→ Stored data entries
>>>

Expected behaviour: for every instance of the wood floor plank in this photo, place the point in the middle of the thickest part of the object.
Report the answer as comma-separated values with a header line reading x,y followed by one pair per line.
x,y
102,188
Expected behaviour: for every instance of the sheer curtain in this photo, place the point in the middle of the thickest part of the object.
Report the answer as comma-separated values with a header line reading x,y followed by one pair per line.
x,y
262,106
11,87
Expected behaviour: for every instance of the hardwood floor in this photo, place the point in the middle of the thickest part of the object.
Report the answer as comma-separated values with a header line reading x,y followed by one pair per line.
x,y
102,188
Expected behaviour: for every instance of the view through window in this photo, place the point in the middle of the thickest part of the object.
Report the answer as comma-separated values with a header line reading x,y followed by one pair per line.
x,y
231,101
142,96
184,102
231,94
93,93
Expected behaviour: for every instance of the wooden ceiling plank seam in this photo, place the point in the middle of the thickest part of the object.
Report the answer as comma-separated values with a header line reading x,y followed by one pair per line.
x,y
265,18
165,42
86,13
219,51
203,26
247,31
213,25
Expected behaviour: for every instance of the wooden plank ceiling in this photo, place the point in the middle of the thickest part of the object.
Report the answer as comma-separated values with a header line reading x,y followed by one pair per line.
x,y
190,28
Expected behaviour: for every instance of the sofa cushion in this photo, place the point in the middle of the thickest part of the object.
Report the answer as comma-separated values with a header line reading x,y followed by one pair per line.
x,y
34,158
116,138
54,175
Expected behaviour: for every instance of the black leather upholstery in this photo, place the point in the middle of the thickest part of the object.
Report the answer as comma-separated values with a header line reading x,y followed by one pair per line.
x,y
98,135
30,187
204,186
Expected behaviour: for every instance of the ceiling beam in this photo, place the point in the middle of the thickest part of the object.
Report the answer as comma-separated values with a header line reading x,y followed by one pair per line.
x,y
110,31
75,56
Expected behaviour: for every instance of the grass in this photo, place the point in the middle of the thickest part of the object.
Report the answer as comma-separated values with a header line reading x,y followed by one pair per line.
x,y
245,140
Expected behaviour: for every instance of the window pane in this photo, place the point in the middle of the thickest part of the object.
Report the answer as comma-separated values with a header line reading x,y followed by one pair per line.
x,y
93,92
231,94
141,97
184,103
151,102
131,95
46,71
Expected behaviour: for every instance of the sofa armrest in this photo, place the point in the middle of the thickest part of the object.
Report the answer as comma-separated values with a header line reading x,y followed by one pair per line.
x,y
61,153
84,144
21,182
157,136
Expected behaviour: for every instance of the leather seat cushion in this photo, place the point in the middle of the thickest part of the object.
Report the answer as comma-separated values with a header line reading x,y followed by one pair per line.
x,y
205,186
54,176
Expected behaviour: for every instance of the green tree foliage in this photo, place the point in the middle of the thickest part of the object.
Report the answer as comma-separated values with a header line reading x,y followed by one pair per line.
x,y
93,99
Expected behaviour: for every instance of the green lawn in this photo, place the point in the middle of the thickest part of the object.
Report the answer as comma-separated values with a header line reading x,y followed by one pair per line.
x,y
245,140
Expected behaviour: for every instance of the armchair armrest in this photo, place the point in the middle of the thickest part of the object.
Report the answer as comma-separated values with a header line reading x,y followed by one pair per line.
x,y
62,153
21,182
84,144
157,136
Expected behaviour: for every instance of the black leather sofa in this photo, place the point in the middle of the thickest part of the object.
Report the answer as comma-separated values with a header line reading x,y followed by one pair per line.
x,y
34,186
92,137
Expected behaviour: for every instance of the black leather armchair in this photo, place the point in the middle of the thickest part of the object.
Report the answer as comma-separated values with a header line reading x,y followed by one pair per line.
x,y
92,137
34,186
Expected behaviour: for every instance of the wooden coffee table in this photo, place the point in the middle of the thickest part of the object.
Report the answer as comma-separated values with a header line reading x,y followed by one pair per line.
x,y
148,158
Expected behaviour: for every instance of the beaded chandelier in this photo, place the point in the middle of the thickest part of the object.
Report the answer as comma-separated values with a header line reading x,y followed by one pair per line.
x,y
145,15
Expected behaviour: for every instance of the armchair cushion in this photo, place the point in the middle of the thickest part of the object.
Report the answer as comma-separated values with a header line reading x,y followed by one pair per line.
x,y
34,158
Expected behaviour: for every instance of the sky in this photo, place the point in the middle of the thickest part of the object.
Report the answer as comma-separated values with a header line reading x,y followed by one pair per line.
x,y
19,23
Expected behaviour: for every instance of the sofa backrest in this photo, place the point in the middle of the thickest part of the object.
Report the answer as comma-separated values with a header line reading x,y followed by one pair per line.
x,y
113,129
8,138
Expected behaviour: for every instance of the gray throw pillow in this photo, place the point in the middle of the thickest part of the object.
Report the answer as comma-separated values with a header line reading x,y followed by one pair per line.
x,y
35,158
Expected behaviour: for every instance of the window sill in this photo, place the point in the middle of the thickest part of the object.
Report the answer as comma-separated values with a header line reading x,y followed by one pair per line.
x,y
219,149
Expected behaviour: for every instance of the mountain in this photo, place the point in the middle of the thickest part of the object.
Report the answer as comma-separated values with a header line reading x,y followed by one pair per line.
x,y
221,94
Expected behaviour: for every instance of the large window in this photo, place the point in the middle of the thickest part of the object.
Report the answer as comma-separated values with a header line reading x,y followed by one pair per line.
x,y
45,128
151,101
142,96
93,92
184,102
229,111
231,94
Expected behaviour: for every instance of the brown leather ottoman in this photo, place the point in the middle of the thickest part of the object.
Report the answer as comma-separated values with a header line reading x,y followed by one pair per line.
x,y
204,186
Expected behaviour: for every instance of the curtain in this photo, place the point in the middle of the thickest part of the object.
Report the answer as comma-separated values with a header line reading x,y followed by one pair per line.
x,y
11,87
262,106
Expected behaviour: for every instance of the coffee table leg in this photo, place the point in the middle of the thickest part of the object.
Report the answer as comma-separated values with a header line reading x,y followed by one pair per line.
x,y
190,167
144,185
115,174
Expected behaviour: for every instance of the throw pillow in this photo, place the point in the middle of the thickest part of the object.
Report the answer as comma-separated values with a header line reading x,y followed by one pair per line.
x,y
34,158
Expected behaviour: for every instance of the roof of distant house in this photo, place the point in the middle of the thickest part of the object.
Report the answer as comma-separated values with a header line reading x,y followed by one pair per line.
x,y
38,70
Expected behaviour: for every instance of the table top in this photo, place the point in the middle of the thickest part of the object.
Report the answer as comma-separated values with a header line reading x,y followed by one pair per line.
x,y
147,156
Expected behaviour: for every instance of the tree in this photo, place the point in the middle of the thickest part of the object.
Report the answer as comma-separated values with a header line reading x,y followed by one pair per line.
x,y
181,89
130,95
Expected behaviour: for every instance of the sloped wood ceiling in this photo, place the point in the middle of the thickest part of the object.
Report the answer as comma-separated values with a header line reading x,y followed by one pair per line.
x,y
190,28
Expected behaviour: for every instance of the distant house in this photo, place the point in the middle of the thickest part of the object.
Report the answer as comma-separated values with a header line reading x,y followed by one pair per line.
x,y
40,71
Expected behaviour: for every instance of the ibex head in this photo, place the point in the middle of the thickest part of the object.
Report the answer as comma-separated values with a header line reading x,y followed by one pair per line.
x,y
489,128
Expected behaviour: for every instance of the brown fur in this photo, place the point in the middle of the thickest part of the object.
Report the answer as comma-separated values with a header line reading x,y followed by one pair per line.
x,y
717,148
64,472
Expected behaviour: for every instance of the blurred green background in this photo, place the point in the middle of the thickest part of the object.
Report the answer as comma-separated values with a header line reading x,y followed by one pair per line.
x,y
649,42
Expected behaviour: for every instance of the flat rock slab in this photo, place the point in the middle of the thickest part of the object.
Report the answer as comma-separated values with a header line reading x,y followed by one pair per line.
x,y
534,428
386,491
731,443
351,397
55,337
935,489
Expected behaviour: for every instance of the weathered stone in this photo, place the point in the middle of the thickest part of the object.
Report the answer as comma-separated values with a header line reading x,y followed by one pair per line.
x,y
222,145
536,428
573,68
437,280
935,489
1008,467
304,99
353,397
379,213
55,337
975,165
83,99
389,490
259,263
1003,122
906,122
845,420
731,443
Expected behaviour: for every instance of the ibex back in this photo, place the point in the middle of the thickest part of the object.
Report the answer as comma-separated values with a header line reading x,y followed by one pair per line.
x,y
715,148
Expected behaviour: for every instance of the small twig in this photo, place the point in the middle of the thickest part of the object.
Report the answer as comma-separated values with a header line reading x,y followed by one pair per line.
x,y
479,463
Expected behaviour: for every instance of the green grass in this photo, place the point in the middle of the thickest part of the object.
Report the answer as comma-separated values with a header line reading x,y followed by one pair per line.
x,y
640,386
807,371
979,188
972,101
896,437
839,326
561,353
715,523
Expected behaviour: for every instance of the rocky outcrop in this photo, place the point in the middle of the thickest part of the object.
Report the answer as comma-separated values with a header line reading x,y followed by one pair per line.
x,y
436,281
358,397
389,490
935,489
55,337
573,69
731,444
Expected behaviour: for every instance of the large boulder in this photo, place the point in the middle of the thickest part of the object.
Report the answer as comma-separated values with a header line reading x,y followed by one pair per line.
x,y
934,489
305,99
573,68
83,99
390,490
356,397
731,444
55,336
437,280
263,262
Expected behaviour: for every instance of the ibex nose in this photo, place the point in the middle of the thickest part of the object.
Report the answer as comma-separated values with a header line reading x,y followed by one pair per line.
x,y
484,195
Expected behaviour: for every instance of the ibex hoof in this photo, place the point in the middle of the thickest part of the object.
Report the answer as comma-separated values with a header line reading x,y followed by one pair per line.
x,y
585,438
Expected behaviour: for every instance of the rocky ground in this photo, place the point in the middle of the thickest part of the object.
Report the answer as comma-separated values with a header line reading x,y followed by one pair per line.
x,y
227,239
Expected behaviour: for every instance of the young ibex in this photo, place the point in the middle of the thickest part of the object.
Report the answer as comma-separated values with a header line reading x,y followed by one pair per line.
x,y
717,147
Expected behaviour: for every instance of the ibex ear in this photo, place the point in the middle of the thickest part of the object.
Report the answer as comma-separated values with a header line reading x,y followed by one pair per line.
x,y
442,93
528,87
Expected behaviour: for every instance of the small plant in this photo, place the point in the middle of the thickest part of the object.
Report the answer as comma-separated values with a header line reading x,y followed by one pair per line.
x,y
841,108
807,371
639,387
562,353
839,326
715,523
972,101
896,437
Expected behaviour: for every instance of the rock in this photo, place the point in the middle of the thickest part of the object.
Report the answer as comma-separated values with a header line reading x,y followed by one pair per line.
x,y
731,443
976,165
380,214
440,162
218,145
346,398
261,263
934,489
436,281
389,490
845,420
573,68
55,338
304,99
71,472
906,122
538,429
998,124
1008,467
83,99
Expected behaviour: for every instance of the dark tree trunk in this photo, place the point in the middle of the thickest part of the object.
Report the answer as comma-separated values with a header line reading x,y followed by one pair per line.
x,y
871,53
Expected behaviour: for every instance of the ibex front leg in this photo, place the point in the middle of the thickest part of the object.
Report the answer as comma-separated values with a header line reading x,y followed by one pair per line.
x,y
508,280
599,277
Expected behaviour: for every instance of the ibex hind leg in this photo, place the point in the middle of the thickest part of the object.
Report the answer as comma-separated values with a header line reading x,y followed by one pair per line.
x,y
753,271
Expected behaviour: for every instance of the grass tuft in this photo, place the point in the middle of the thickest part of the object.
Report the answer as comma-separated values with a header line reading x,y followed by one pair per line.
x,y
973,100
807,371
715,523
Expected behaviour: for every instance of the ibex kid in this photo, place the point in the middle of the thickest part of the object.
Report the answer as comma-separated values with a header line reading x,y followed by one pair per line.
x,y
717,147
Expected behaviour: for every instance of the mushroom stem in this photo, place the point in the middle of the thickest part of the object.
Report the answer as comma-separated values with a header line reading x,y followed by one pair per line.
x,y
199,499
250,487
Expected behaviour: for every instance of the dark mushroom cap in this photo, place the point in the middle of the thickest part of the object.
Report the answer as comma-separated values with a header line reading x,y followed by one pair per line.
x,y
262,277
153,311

<<<

Nothing outside the span should appear: transcribe the lines from the one containing "Expected behaviour: for every instance of the mushroom" through the last line of the records.

→ Final answer
Expected behaviour: for every instance of the mushroom stem in this photo, place the point in the middle of the thickest part of the object.
Report the answer as comma-separated values with a header line reading x,y followed by one pair per line.
x,y
199,499
250,487
Expected behaviour: for every instance of the dark mushroom cap in this photo, place the point in the middle of the thickest part of the object.
Report the answer as comma-separated values with a header line reading x,y followed by one pair per line.
x,y
262,277
153,311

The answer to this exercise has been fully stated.